- **Task goal**: Below are some entries; can you quote all of them exactly?

(Collected data)
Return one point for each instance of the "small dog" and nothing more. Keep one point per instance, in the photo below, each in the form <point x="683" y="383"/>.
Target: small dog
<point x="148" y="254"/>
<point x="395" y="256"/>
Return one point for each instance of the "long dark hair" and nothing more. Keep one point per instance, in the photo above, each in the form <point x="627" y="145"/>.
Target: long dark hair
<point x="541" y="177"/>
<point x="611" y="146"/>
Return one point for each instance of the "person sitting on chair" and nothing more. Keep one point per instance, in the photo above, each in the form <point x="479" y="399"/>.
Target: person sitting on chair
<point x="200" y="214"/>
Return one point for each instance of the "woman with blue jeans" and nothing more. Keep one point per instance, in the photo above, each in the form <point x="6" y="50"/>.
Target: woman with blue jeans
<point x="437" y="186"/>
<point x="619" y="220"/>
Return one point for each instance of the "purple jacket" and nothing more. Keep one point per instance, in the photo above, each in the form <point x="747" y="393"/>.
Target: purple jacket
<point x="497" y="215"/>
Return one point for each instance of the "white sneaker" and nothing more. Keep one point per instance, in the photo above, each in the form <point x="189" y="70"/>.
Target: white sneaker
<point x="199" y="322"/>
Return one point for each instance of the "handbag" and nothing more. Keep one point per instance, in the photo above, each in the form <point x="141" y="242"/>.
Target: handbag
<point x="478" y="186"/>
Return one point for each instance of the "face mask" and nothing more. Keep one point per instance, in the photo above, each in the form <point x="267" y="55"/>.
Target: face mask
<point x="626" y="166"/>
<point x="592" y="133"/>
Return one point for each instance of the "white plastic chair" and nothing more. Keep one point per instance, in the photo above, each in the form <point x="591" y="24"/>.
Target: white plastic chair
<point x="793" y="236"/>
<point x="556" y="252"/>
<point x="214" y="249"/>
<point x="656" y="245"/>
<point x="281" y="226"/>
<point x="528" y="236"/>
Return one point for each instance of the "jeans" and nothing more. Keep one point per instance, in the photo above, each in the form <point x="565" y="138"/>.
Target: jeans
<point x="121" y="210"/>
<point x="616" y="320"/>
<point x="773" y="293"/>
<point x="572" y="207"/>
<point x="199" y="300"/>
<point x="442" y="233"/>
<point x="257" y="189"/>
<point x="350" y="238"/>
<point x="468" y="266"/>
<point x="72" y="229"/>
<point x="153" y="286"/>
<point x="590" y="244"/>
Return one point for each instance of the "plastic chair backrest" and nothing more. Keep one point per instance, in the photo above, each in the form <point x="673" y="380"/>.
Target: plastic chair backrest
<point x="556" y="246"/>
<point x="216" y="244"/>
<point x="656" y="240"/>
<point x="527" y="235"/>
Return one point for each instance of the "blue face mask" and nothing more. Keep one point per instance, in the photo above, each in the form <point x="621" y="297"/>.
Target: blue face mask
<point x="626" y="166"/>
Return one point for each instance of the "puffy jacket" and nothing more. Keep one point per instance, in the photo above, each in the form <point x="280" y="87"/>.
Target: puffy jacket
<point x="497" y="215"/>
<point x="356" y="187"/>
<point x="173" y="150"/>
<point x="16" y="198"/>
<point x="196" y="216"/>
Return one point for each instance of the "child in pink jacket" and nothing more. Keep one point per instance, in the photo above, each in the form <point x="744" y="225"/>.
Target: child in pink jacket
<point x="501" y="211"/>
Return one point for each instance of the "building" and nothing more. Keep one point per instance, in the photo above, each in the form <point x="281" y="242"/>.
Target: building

- **Reply**:
Return one point for each instance of the "small dog" and nothing more. Keep one point per instance, in the photo below, each in the form <point x="683" y="383"/>.
Target: small dog
<point x="148" y="254"/>
<point x="395" y="256"/>
Return one point for each instance of the "long dark hair" and nothing more. Keep one point per instance, in the photo above, each in the form <point x="627" y="145"/>.
Target: long dark hair
<point x="541" y="177"/>
<point x="611" y="146"/>
Return one point for each instance of the "person sitting on chair" and nothing more. Keep one point per instance, in the photo above, each in the form <point x="479" y="399"/>.
Target: person sitting on chair
<point x="200" y="214"/>
Return one point for each instance of the "woman with blue jeans" and nothing more. Keep one point per instance, in the photo above, each in the form <point x="6" y="50"/>.
Target: woman with blue jeans
<point x="437" y="186"/>
<point x="619" y="220"/>
Return one point for each instance of the "purple jacket" and nothing more. Keep one point per instance, in the photo above, each in the form <point x="747" y="393"/>.
Target: purple jacket
<point x="497" y="215"/>
Return one point for each instance of the "white sneaker" and nothing more. Keep one point per instance, in the photo above, each in the form <point x="189" y="70"/>.
Target: white sneaker
<point x="199" y="322"/>
Return one point for each instance of the "handbag" and nothing more. Keep one point per instance, in the photo above, each in the form <point x="141" y="242"/>.
Target: handbag
<point x="478" y="186"/>
Return one point for each instance of the "face mask" and nothing more. Keep one point per instance, in the photo above, each in the form <point x="267" y="55"/>.
Target: face mask
<point x="626" y="166"/>
<point x="592" y="133"/>
Return one point for each instance of the "white plastic chair" and nothing more. Keep one point per instance, in the photo above, each in the form <point x="591" y="24"/>.
Target: white plastic chair
<point x="793" y="236"/>
<point x="556" y="252"/>
<point x="214" y="249"/>
<point x="656" y="245"/>
<point x="281" y="226"/>
<point x="528" y="236"/>
Return one point for each instance of the "jeans" and nothing more. Keep one point per instance, in the photo above, each in the form <point x="565" y="138"/>.
Target: jeans
<point x="121" y="210"/>
<point x="616" y="320"/>
<point x="773" y="293"/>
<point x="572" y="207"/>
<point x="199" y="300"/>
<point x="442" y="233"/>
<point x="257" y="189"/>
<point x="350" y="238"/>
<point x="468" y="266"/>
<point x="72" y="229"/>
<point x="153" y="286"/>
<point x="590" y="244"/>
Return one point for each instance of the "plastic chair backrest" and nothing more. Keep one point per instance, in the photo above, each in the form <point x="673" y="380"/>.
Target: plastic chair backrest
<point x="556" y="246"/>
<point x="216" y="244"/>
<point x="656" y="240"/>
<point x="527" y="235"/>
Return one point for each instance of the "blue face mask" and nothing more. Keep one point per instance, in the photo above, each in the form <point x="621" y="297"/>.
Target: blue face mask
<point x="626" y="166"/>
Return one point for each instance of the "puffy jacket" and nothing more. Keep one point per instance, in the photo above, each in the form <point x="280" y="87"/>.
Target: puffy jacket
<point x="497" y="215"/>
<point x="356" y="187"/>
<point x="173" y="150"/>
<point x="16" y="198"/>
<point x="196" y="216"/>
Return one point for each instance of the "child in pink jacket" and nothing more. Keep one point per instance, in the photo above, each in the form <point x="744" y="225"/>.
Target: child in pink jacket
<point x="501" y="211"/>
Return one point for each instance of the "building" and nothing more. Keep one point per instance, in the photo above, each in the form <point x="281" y="242"/>.
Target: building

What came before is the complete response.